* **Problem statement**:
Reproduce each line of the material precisely.

* **Provided data**:
· · ·

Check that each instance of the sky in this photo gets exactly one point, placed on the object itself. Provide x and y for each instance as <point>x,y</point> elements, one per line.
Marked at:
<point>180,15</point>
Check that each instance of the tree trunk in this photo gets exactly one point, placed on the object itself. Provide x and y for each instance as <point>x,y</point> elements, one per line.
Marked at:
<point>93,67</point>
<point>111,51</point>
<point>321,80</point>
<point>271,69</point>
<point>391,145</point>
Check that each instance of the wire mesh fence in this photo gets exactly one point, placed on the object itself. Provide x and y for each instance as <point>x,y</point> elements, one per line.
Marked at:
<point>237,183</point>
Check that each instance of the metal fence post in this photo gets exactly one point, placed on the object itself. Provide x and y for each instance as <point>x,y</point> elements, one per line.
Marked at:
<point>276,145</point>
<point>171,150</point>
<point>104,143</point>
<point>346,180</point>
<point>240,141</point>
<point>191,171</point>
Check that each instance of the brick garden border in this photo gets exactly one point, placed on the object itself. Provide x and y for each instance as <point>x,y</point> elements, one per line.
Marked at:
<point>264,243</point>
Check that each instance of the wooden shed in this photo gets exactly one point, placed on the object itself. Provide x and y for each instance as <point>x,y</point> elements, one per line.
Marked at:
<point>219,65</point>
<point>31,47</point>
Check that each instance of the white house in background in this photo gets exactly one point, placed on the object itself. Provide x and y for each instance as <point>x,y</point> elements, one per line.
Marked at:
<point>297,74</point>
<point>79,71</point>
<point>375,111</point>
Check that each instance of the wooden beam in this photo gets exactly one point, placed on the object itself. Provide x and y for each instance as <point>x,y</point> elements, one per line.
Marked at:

· · ·

* **Correct result**:
Check that each instance of the sky in this photo gets exactly one point, placed on the object itself. Provide x and y for each instance as <point>x,y</point> elements, one per line.
Marked at:
<point>180,15</point>
Check that each instance of the tree trunk in this photo gets exactly one point, placed on the object itself. Provide x and y for each instance as <point>x,y</point> elements, one per line.
Marked at:
<point>93,67</point>
<point>111,51</point>
<point>321,80</point>
<point>271,69</point>
<point>391,145</point>
Check that each instance of the wire mesh fence in this photo gets exactly one point, placed on the object itself. Provide x and y for each instance as <point>x,y</point> elements, one per line.
Marked at:
<point>237,183</point>
Check that each instance of the metal fence post in this photo gets exactly one point, placed on the object itself. Provide x and y for each instance as <point>x,y</point> elements, one per line.
Marked at:
<point>276,145</point>
<point>171,150</point>
<point>104,143</point>
<point>346,180</point>
<point>240,141</point>
<point>191,171</point>
Check that each instance of the brick garden border in this photo gets exactly one point, placed on the object itself. Provide x and y for each instance as <point>x,y</point> elements, one per line.
Marked at:
<point>264,243</point>
Check that each instance of the wooden shed in this photo gets exactly one point, placed on the object itself. Provide x and y for each instance as <point>x,y</point> elements, one per line.
Marked at:
<point>219,65</point>
<point>31,47</point>
Check that each instance of the white house in background in this photo gets exactly one point, placed on the object itself. Provide x and y for each instance as <point>x,y</point> elements, one per line.
Marked at:
<point>297,74</point>
<point>79,71</point>
<point>375,111</point>
Check that each instance of the wooden beam in this photo gets exactly one point, placed on the object itself. Provide x and y for each instance as <point>x,y</point> elements, one per line.
Marked at:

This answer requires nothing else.